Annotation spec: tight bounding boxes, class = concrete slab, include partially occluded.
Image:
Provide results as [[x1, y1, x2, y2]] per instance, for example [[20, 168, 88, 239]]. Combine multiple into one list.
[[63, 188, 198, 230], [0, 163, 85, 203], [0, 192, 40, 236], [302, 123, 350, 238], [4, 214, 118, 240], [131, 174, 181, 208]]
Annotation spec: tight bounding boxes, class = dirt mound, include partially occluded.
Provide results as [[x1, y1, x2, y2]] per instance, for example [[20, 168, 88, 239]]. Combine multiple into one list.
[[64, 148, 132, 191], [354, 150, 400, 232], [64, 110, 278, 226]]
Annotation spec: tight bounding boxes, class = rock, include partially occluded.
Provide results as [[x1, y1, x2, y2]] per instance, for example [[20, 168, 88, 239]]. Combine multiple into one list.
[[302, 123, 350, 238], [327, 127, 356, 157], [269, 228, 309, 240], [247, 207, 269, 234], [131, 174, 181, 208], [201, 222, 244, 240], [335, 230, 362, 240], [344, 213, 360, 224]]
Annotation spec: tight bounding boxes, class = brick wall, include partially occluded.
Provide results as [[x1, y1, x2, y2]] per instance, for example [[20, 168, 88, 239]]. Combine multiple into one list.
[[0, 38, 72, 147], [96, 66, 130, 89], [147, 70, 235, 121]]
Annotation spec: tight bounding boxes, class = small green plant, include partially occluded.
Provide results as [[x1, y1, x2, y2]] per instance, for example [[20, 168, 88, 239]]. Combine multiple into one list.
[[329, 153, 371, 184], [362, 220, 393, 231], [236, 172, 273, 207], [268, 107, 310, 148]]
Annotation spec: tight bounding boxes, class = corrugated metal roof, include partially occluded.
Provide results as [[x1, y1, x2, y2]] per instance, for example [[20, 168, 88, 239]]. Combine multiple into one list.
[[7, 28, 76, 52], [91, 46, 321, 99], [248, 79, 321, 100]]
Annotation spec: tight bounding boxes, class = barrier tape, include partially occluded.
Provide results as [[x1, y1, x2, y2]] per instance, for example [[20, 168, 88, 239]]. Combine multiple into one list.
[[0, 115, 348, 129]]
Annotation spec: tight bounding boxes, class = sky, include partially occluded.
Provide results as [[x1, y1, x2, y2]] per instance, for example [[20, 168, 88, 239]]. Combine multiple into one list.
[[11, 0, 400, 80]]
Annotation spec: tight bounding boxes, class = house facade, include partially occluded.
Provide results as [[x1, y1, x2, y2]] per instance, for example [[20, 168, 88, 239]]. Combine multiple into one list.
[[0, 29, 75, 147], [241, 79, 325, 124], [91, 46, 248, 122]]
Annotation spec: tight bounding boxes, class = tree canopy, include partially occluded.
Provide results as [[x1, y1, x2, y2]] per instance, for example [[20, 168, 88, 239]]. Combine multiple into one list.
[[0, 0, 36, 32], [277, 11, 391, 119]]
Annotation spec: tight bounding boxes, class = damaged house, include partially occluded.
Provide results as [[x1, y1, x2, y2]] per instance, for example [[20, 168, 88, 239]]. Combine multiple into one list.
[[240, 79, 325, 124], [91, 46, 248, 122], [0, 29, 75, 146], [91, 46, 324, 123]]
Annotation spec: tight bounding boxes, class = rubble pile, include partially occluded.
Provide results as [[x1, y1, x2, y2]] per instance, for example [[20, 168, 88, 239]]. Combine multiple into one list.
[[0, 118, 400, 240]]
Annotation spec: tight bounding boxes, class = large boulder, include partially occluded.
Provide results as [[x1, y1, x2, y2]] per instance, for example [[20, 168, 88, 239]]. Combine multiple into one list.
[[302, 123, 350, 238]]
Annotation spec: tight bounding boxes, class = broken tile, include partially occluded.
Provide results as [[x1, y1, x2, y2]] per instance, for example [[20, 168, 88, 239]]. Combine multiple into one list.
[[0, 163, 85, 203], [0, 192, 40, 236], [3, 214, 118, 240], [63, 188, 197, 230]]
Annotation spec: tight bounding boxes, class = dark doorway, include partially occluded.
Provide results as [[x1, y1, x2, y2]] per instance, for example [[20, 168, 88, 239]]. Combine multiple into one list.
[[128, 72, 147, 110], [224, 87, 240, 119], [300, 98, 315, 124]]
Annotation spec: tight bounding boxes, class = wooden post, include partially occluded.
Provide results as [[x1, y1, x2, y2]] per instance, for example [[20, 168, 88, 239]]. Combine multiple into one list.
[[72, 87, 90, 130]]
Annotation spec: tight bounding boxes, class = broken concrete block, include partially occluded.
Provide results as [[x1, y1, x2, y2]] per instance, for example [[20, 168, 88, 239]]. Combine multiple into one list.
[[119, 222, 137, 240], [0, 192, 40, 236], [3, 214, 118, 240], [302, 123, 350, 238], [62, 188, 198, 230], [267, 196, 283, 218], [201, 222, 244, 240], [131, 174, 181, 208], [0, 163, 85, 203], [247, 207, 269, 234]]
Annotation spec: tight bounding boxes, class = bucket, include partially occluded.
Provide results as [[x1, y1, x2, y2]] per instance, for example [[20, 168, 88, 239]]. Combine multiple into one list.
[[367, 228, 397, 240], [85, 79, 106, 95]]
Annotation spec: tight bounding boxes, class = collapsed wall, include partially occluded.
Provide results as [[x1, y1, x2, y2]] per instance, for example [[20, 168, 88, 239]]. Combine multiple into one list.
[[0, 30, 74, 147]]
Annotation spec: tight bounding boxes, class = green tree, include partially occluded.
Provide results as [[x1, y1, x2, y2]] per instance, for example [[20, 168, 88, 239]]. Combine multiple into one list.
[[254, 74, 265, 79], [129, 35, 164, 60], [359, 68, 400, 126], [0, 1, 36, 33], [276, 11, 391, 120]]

————

Reproduce all of the material above word for word, from start to finish.

Annotation spec: tight bounding boxes, class = concrete slab, include partially occluded.
Image:
Provide results as [[x1, y1, x2, y2]] per instance, for example [[20, 168, 88, 239]]. Combine multiple into one list.
[[63, 188, 198, 230], [0, 163, 85, 203], [0, 192, 40, 236], [302, 123, 350, 238], [4, 214, 118, 240], [131, 174, 181, 208]]
Annotation spec: tight bounding boxes, class = dirt mound, include partially occluded.
Provide results as [[x1, y1, x2, y2]] per instance, for example [[20, 168, 88, 239]]. Combine multiple into one list.
[[64, 148, 132, 191], [354, 150, 400, 232], [64, 110, 278, 226]]
Annotation spec: tight bounding boxes, class = rock, include partially occluded.
Provide results as [[x1, y1, x2, y2]] per instance, for example [[20, 168, 88, 239]]. Combine multiple into one list.
[[302, 123, 350, 238], [327, 127, 356, 157], [269, 228, 309, 240], [247, 207, 269, 234], [131, 174, 181, 208], [201, 222, 244, 240], [335, 230, 362, 240], [344, 213, 360, 224]]
Annotation spec: tight bounding boxes, class = brick wall, include partially occluded.
Provide results as [[x1, y1, x2, y2]] per instance, for example [[20, 168, 88, 239]]. Combine multiple into one list.
[[0, 38, 72, 147], [96, 66, 130, 89], [147, 70, 235, 121]]
Annotation spec: tight bounding boxes, class = small green plant, include partially occluded.
Provide results as [[x1, y1, x2, y2]] per instance, for example [[20, 168, 88, 239]]. Combine multiple into one list.
[[329, 153, 371, 184], [362, 220, 393, 231], [236, 172, 273, 207], [268, 107, 310, 148]]
Annotation spec: tight bounding boxes, class = corrugated metal roof, include partially occluded.
Provide results as [[x1, y1, x2, y2]] per instance, for example [[20, 168, 88, 239]]. Combine multiple into one list.
[[7, 28, 76, 52], [91, 46, 321, 99], [248, 79, 321, 100]]
Annotation spec: tight bounding boxes, class = barrier tape, include partially occluded.
Provide results as [[x1, y1, x2, y2]] per instance, for example [[20, 168, 88, 239]]. Combine multiple into one list.
[[0, 115, 348, 129]]
Annotation spec: tight bounding boxes, class = sky, include partially occluded.
Provide results as [[x1, y1, x2, y2]] per instance, for example [[20, 168, 88, 239]]. Combine multiple into one list.
[[11, 0, 400, 80]]
Annotation spec: tight bounding boxes, class = house facade, include partially occluded.
Provide results as [[x1, y1, x2, y2]] per instance, for example [[20, 168, 88, 239]]. Combine multiple into one list.
[[0, 29, 75, 147], [241, 79, 325, 124], [91, 46, 248, 122]]
Annotation spec: tight bounding boxes, class = tree canopy, include partially occluded.
Provide results as [[x1, y1, x2, y2]] per instance, for example [[20, 168, 88, 239]]. Combine multiple into one list.
[[0, 0, 36, 32], [277, 11, 391, 119]]
Annotation spec: tight bounding boxes, class = damaged house, include partially occluded.
Provide results as [[x1, y1, x2, y2]] per instance, for example [[20, 168, 88, 239]]. Combine multiple into one list.
[[240, 79, 325, 124], [91, 46, 248, 122], [0, 29, 75, 146], [91, 46, 324, 123]]
Annotation spec: tight bounding boxes, class = rubble pile, include partially occluded.
Provide results as [[x1, y1, x2, y2]] per instance, for example [[20, 168, 88, 239]]. Combine multiple into one list.
[[0, 118, 400, 240]]
Annotation spec: tight bounding boxes, class = large boulder, include partially occluded.
Provide results as [[x1, y1, x2, y2]] per instance, for example [[20, 168, 88, 239]]. Combine multiple into one list.
[[302, 123, 350, 238]]
Annotation spec: tight bounding boxes, class = broken tile, include partially occluded.
Provide results as [[x1, y1, x2, y2]] per instance, for example [[20, 168, 88, 239]]. Combine multiple into one list.
[[0, 163, 85, 203], [0, 192, 40, 236], [3, 214, 118, 240], [63, 188, 197, 230]]
Annotation spec: tight bounding boxes, class = dark doorway, include partially occluded.
Provide results as [[x1, y1, x2, y2]] per instance, for example [[20, 168, 88, 239]]. Combine multiple into one list.
[[128, 72, 147, 110], [224, 87, 240, 119], [300, 98, 315, 124]]
Annotation spec: tight bounding boxes, class = wooden post, include partially occluded.
Provide results as [[x1, y1, x2, y2]] per instance, for example [[20, 168, 88, 239]]. Combine multiple into one list.
[[72, 87, 90, 130]]
Annotation spec: tight bounding boxes, class = broken concrete block, include partially occluded.
Provide results as [[x1, y1, x2, y2]] per instance, for example [[20, 168, 88, 239]]. Combine multiple into one list.
[[119, 222, 137, 240], [0, 192, 40, 236], [3, 214, 118, 240], [302, 123, 350, 238], [62, 188, 198, 230], [267, 196, 283, 218], [201, 222, 244, 240], [131, 174, 181, 208], [0, 163, 85, 203], [247, 207, 269, 234]]
Annotation spec: tight bounding boxes, class = bucket, include partially occluded.
Provide results as [[x1, y1, x2, y2]] per instance, for example [[20, 168, 88, 239]]. Combine multiple into one list.
[[367, 228, 397, 240], [85, 79, 106, 95]]
Annotation spec: tight bounding boxes, class = collapsed wall, include partially occluded.
Provide results as [[x1, y1, x2, y2]] per instance, for example [[20, 168, 88, 239]]. Combine multiple into one list.
[[0, 30, 74, 147]]
Annotation spec: tight bounding boxes, class = green tree, include partially occluded.
Provide results as [[x1, y1, x2, y2]] per instance, for example [[20, 168, 88, 239]]. Combine multiple into one list.
[[254, 74, 265, 79], [129, 35, 164, 60], [359, 68, 400, 126], [0, 1, 36, 33], [276, 11, 391, 120]]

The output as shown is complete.